--- DATA SUPPLIED ---

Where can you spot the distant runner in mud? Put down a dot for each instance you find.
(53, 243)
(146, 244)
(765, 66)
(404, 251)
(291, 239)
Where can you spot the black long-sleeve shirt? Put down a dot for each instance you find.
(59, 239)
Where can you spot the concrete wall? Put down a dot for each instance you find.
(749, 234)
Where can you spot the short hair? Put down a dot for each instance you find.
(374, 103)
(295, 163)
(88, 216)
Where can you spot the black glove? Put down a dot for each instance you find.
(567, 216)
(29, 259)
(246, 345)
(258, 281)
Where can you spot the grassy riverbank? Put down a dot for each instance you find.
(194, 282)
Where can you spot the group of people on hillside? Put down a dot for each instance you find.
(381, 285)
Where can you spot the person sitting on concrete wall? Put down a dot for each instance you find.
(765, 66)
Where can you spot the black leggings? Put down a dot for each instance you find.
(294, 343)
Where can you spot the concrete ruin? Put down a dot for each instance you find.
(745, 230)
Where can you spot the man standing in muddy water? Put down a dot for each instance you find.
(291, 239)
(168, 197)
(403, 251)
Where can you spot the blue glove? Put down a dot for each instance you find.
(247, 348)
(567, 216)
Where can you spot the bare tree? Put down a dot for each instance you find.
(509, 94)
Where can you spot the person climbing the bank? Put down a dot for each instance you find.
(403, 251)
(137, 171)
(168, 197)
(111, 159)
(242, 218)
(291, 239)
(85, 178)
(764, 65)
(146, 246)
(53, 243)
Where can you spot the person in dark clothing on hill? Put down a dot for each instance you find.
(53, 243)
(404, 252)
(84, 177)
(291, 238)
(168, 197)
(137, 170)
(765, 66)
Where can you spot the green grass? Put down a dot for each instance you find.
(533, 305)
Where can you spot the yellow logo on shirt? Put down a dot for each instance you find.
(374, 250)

---
--- DATA SUPPLIED ---

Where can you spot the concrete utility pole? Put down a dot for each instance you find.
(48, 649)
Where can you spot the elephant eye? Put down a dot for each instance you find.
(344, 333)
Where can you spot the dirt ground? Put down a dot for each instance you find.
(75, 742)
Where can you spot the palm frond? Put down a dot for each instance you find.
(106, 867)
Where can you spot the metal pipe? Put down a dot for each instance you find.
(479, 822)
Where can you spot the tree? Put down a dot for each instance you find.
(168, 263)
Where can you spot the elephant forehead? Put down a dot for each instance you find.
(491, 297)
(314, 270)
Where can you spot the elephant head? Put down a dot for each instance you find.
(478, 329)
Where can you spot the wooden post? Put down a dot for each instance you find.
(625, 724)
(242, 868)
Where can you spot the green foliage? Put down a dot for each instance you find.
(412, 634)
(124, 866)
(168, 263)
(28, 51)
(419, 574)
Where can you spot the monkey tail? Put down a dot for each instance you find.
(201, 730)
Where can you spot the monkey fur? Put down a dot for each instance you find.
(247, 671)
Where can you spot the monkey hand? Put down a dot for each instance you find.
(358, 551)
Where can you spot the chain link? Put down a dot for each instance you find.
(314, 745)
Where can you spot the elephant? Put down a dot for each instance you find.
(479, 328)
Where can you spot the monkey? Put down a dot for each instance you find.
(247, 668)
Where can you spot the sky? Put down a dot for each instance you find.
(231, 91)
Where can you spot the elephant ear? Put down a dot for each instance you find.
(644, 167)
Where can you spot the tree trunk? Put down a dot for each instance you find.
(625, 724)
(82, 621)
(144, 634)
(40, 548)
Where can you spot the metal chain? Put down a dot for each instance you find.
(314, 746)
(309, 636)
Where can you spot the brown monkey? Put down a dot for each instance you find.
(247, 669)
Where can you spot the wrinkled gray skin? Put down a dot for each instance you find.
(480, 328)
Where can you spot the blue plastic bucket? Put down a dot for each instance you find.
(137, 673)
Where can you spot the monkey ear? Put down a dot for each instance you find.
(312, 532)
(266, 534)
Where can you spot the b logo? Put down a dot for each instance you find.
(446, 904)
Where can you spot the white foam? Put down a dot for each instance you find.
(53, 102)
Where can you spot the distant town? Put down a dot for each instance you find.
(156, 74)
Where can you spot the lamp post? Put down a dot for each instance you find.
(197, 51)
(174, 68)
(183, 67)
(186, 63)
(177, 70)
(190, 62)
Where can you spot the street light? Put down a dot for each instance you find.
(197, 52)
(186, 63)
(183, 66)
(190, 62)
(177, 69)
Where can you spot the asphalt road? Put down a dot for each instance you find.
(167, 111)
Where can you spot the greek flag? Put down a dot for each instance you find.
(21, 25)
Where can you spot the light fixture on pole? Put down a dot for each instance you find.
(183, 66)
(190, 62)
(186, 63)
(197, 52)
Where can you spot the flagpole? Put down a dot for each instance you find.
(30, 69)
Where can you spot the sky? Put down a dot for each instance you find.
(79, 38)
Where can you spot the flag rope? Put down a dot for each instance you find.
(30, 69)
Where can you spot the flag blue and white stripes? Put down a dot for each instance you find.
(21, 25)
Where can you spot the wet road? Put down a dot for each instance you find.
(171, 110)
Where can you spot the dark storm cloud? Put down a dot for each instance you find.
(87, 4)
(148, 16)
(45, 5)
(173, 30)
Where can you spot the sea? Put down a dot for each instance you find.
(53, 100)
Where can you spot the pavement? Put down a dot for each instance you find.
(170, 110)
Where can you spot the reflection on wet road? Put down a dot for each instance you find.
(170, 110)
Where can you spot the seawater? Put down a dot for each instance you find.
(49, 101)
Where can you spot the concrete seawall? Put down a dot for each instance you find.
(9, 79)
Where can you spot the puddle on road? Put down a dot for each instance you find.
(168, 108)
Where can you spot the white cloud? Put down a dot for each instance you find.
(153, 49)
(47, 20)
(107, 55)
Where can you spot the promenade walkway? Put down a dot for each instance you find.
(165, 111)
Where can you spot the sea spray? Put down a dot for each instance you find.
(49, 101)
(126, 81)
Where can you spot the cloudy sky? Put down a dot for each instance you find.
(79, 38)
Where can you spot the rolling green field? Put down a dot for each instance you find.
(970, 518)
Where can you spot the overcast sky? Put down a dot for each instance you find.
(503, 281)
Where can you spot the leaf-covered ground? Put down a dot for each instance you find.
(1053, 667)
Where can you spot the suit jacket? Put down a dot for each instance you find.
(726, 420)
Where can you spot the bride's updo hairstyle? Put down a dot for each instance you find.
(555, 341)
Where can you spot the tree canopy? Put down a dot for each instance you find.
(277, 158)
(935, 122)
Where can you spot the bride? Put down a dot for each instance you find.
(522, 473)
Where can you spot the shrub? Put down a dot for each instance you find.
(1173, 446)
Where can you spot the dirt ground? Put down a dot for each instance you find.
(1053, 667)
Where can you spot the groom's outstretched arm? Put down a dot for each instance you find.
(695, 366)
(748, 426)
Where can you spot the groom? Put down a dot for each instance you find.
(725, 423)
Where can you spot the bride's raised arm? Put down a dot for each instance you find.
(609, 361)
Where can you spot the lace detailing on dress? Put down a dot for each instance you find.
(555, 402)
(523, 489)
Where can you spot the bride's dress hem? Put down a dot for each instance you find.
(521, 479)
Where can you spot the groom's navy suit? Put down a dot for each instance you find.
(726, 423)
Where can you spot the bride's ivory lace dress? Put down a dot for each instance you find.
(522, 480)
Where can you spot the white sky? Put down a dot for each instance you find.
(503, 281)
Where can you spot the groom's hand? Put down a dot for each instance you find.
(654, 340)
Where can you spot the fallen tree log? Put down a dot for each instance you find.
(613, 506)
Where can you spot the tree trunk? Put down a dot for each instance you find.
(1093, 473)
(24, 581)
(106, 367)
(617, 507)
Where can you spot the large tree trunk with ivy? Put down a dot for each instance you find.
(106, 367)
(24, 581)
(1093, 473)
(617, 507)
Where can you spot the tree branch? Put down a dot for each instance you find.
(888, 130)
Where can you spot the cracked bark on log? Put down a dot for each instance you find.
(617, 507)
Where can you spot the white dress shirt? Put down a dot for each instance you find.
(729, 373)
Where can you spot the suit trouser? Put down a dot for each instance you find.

---
--- DATA SUPPLIED ---

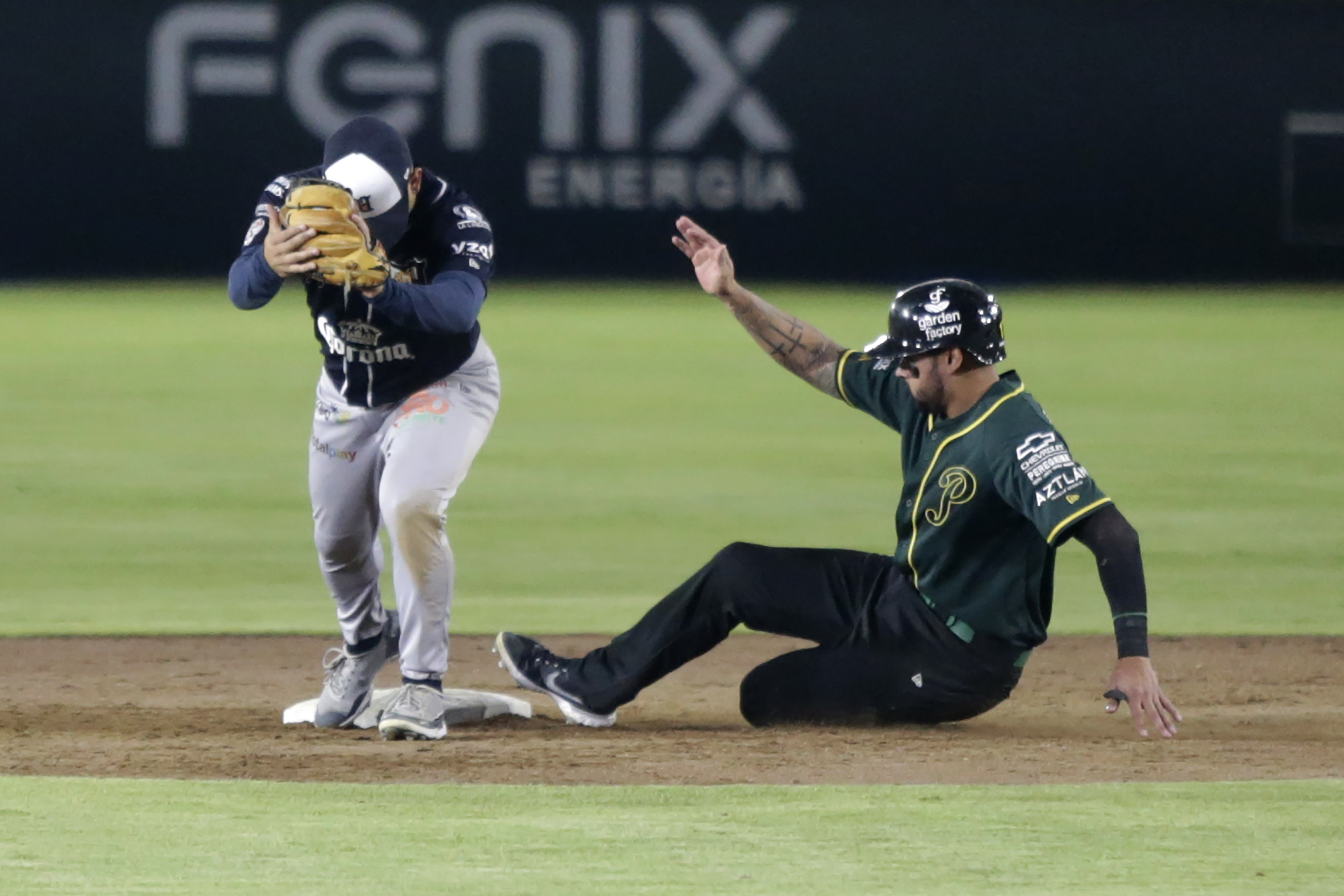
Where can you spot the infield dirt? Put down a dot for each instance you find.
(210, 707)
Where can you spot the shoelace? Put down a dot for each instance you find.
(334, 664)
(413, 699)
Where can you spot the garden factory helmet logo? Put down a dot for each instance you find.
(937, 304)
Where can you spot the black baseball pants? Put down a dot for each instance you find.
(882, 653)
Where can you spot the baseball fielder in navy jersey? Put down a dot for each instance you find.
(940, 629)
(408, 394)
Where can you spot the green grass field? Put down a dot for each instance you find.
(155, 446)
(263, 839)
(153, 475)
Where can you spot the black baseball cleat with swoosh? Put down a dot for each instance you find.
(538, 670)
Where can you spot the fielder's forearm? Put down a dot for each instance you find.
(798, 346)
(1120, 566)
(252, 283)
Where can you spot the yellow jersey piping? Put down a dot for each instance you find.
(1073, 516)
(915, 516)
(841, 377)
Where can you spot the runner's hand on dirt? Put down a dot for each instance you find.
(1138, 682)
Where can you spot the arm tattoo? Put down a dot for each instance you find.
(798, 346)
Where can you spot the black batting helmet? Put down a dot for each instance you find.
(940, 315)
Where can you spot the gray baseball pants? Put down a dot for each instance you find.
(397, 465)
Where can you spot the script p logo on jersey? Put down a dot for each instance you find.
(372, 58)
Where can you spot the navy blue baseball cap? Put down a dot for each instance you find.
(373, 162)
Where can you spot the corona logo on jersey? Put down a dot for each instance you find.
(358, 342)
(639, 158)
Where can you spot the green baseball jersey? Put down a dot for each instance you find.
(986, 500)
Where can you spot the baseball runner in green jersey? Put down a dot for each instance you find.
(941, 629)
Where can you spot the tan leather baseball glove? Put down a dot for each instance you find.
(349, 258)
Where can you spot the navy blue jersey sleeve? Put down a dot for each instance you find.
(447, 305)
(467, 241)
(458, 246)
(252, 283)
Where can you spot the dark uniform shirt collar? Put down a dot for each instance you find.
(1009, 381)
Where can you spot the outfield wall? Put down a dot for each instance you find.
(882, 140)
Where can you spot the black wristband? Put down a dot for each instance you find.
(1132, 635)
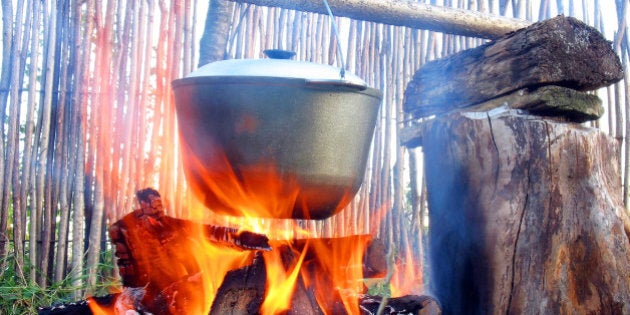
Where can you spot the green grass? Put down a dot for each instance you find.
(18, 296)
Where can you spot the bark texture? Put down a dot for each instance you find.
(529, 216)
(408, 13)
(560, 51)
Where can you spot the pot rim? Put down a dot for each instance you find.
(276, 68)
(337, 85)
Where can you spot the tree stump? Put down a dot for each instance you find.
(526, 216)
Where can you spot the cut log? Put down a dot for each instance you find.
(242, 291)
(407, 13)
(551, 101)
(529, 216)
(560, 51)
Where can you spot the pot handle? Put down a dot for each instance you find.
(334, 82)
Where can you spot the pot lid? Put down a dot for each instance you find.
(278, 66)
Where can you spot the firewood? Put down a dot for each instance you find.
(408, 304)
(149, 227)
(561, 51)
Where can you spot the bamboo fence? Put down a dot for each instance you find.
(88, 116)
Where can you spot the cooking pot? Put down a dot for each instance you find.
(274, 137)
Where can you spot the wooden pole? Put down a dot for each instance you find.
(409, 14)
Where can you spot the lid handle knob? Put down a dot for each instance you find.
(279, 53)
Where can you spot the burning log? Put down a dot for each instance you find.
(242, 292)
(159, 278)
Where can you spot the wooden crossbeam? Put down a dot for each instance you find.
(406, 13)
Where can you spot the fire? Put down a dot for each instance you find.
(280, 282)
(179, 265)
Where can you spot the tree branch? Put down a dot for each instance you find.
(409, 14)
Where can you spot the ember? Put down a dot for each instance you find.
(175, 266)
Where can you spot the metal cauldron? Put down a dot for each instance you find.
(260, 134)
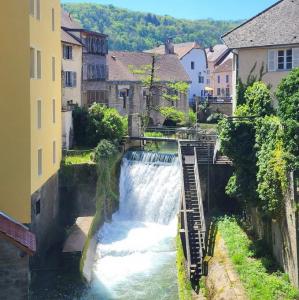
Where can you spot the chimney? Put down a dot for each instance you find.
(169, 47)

---

• _EXERCISE AIM_: Which lines in the material above contain the word "suit"? Find each one and copy it out in full.

• _SOLUTION TO THIS TASK_:
Where can you spot the suit jacket? Put down a dot for each instance you find.
Where can you spot the groom's navy suit? Put down a dot for each instance you find.
Where can you spot the suit trouser? Put down a dot for each instance you find.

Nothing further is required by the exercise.